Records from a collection
_ _ _ _
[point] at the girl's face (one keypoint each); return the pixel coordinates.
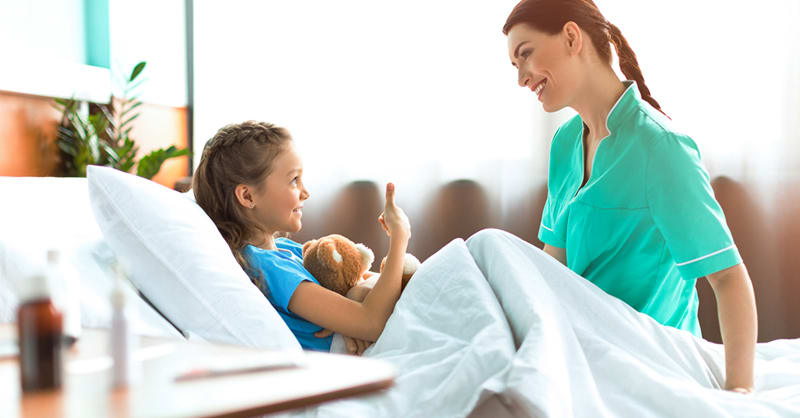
(547, 64)
(278, 200)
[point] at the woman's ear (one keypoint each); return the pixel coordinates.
(573, 38)
(244, 196)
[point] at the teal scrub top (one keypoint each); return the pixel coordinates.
(646, 223)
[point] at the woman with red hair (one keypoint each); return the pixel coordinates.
(629, 204)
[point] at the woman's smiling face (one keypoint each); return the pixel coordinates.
(547, 64)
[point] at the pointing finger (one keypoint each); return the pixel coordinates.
(389, 194)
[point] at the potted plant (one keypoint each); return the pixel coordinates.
(103, 137)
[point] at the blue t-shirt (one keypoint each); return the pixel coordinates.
(283, 271)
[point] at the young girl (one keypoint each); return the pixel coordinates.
(250, 182)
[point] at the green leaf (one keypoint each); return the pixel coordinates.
(132, 118)
(136, 70)
(128, 110)
(151, 163)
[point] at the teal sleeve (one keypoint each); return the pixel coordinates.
(685, 211)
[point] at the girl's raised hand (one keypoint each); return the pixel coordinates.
(393, 219)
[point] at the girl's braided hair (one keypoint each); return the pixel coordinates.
(238, 154)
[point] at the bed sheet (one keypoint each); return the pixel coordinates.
(582, 352)
(448, 339)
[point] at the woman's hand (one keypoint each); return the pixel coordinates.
(393, 220)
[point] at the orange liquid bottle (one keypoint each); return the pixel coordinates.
(40, 333)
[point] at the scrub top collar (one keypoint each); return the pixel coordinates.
(627, 103)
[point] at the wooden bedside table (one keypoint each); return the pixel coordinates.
(87, 391)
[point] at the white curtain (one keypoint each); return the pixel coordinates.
(422, 92)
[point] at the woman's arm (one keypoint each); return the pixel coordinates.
(736, 307)
(559, 254)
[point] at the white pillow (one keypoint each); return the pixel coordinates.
(181, 263)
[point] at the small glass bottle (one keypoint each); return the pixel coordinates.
(40, 332)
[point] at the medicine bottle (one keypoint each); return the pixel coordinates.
(40, 334)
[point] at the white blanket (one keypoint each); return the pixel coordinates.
(448, 339)
(582, 352)
(554, 346)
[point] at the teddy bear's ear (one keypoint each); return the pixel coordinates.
(307, 245)
(328, 255)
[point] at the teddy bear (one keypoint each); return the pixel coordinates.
(339, 264)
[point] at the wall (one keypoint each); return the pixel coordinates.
(27, 135)
(40, 63)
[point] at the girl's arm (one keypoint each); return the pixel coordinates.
(736, 308)
(364, 320)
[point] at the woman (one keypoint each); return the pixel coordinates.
(629, 204)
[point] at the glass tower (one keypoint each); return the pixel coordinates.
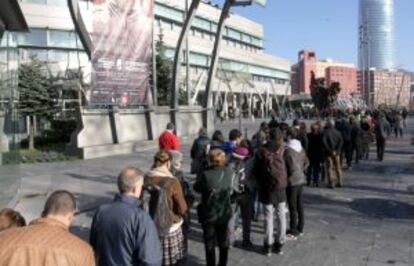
(376, 34)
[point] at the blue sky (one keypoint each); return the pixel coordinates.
(327, 26)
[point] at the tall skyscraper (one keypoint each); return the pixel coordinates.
(376, 34)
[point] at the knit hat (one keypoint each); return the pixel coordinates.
(240, 153)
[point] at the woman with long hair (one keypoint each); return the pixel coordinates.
(173, 243)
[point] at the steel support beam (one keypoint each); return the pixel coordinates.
(215, 58)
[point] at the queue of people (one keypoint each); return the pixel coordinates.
(147, 223)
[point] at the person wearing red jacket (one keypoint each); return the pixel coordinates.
(168, 140)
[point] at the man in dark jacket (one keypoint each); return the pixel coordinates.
(332, 143)
(356, 139)
(199, 152)
(315, 155)
(271, 174)
(345, 129)
(122, 233)
(380, 135)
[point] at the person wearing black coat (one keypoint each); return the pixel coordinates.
(380, 135)
(332, 144)
(315, 155)
(125, 219)
(214, 211)
(199, 152)
(271, 174)
(356, 139)
(344, 127)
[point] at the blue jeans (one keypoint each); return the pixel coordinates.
(314, 173)
(269, 211)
_ _ _ _
TASK DETAILS -
Could you write out the lines from the one that contains "[point] at the blue jeans" through the end of the records, shifting every coordinate in the answers by adding 81 to each number?

ANSWER -
[point] at the blue jeans (one keypoint each); return the pixel coordinates.
(395, 254)
(350, 292)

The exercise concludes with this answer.